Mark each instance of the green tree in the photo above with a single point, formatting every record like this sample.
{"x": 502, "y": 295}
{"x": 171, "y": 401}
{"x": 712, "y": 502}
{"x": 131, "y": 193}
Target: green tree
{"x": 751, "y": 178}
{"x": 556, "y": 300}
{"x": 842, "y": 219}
━━━━━━━━━━━━━━━━━━━━
§ **Instruction**
Copy every row above word for word, changing nothing.

§ **Exercise result**
Mark each instance of the green tree in the photo above with a single point, formatting every record like this sample.
{"x": 502, "y": 295}
{"x": 171, "y": 401}
{"x": 712, "y": 502}
{"x": 131, "y": 193}
Target: green tree
{"x": 751, "y": 178}
{"x": 556, "y": 300}
{"x": 842, "y": 219}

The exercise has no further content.